> WRITTEN EXERCISE
Reproduce the material below word for word, with every line unchanged and in its original order.

►

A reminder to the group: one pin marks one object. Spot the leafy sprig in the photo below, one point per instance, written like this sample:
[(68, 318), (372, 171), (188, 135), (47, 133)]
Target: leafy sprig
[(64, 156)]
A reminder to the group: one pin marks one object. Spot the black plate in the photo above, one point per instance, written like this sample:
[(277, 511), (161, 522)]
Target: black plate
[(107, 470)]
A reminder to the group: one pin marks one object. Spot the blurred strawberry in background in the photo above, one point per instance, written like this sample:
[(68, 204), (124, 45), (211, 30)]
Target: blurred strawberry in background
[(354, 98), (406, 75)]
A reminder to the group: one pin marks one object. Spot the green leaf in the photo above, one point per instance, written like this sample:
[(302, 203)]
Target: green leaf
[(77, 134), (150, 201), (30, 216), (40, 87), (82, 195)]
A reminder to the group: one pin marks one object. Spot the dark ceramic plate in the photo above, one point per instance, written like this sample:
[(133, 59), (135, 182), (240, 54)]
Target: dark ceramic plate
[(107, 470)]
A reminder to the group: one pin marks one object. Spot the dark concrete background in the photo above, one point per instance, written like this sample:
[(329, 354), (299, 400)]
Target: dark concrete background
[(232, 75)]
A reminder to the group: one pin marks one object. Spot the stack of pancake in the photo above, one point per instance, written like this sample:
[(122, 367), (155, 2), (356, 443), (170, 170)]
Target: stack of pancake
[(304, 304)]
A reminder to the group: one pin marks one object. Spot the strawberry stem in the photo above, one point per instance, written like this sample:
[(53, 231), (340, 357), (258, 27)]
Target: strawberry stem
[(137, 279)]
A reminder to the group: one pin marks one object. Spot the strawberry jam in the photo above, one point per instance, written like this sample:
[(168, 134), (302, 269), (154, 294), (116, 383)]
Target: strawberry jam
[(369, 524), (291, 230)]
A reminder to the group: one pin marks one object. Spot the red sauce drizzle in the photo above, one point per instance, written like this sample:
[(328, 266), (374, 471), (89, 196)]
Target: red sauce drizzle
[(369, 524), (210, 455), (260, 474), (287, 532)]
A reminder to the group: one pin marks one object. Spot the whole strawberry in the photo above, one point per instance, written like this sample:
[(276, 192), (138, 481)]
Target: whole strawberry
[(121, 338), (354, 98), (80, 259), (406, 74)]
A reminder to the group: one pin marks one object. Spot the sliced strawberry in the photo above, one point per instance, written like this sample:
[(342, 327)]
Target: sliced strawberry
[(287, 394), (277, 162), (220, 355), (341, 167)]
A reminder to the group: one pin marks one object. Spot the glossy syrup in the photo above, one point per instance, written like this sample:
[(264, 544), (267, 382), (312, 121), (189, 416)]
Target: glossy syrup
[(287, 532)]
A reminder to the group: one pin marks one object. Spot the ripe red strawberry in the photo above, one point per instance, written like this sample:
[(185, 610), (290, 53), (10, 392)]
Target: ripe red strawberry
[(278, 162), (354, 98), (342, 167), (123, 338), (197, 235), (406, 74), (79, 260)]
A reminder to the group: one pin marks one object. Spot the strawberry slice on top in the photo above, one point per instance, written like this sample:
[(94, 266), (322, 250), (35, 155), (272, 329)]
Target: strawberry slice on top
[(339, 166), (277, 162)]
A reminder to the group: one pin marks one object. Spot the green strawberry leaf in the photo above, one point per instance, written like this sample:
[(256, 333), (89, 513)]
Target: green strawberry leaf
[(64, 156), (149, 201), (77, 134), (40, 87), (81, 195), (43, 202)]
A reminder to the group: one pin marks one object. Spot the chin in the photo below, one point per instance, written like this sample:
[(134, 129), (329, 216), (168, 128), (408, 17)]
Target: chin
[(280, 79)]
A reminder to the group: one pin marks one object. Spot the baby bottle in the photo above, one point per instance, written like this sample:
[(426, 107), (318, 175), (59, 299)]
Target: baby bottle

◄

> EXERCISE RESULT
A reminder to the group: one pin marks one object. Spot the leafy sprig in the photo below, one point per instance, written like this sample:
[(68, 318), (372, 171), (188, 135), (47, 133)]
Target: leafy sprig
[(64, 156)]
A reminder to the group: one pin marks one object. Spot the black plate in the photo above, one point per instance, written like this sample:
[(277, 511), (161, 522)]
Target: black plate
[(107, 470)]
A reminder to the group: one pin marks one object. Spot the blurred strawberry in background in the photo above, one point per instance, written like this sample:
[(68, 204), (124, 45), (211, 30)]
Target: blurred strawberry in background
[(354, 98), (406, 75)]
A reminder to the group: one pin marks one object. Spot the green leaf in the photo above, one point per instance, written like this sample:
[(302, 203)]
Target: green leaf
[(77, 134), (150, 201), (30, 216), (40, 87), (82, 195)]
A reminder to the group: one pin marks one object. Spot the dark ceramic plate in the photo above, one point per instance, written like this sample:
[(133, 59), (135, 182), (240, 54)]
Target: dark ceramic plate
[(107, 470)]
A reminder to the group: one pin marks one object. Spot the dark concrete background in the photo above, one point per instance, written like this sample:
[(329, 354), (299, 400)]
Target: dark concrete background
[(232, 75)]
A reminder to the group: one pin marks one object. Spot the stack of pancake in the photo above, one point per instance, written like this sample:
[(122, 367), (155, 2), (356, 443), (170, 170)]
Target: stack of pancake
[(304, 304)]
A reminder to the group: one pin marks one object. Spot the strawberry stem in the photo above, one point per instance, written like this sample:
[(53, 231), (340, 357), (258, 27)]
Target: strawberry stem
[(137, 279)]
A reminder to the group: one pin marks one object. Spot the strawberry jam in the photo above, one point per instance, written like this sample:
[(168, 134), (302, 269), (154, 294), (116, 383)]
Target: strawberry jam
[(369, 524), (291, 230)]
A reminder to the group: one pin marks one object. Spot the red sauce drizzle in the photo above, one point per instance, written like this sample:
[(328, 266), (374, 471), (89, 196)]
Target: red sauce drizzle
[(369, 524), (210, 455), (260, 474), (287, 532)]
A reminder to the group: one pin marks one object. Spot the whole strawberry in the photo above, one point per instance, written like this sample:
[(276, 192), (138, 481)]
Target: whole strawberry
[(121, 338), (354, 98), (80, 259), (406, 74)]
A reminder to the group: one pin marks one object. Spot the sliced strawberry in the photo above, one point per instance, written like this sample:
[(342, 327)]
Target: sliced strawberry
[(287, 394), (277, 162), (220, 355), (341, 167)]
A reminder to the group: one pin marks one object. Spot the glossy syrup in the photo above, one point per instance, written like this sample:
[(264, 544), (267, 382), (312, 121), (189, 416)]
Target: glossy syrup
[(287, 532)]
A reminder to the group: one pin marks one object. Spot the ripe red strawberry in the photo above, one point per instance, written like this sample:
[(185, 610), (290, 53), (10, 392)]
Target: ripe red strawberry
[(278, 162), (354, 98), (342, 167), (123, 338), (197, 235), (406, 74), (79, 260)]
A reminder to the group: one pin marks one object. Spot the strawberry slice on top in the photo above, one point per instance, written like this sample:
[(94, 266), (322, 250), (35, 155), (272, 329)]
Target: strawberry slice on top
[(339, 166), (277, 162)]
A reminder to the group: one pin marks one object. Spot the green strawberry leaf in the photo above, one point per instance, written like this sample:
[(256, 333), (89, 513)]
Target: green strawberry leaf
[(64, 156), (149, 201), (77, 134), (40, 87), (81, 195), (43, 202)]
A reminder to the group: one pin marks one object. Spot the chin in the photo below, one point per instance, written like this sample:
[(134, 129), (329, 216), (168, 128), (408, 17)]
Target: chin
[(280, 79)]
A reminder to the group: one pin marks one object. Spot the baby bottle in the photo above, one point per instance, written like this sample:
[(426, 107), (318, 175), (59, 299)]
Target: baby bottle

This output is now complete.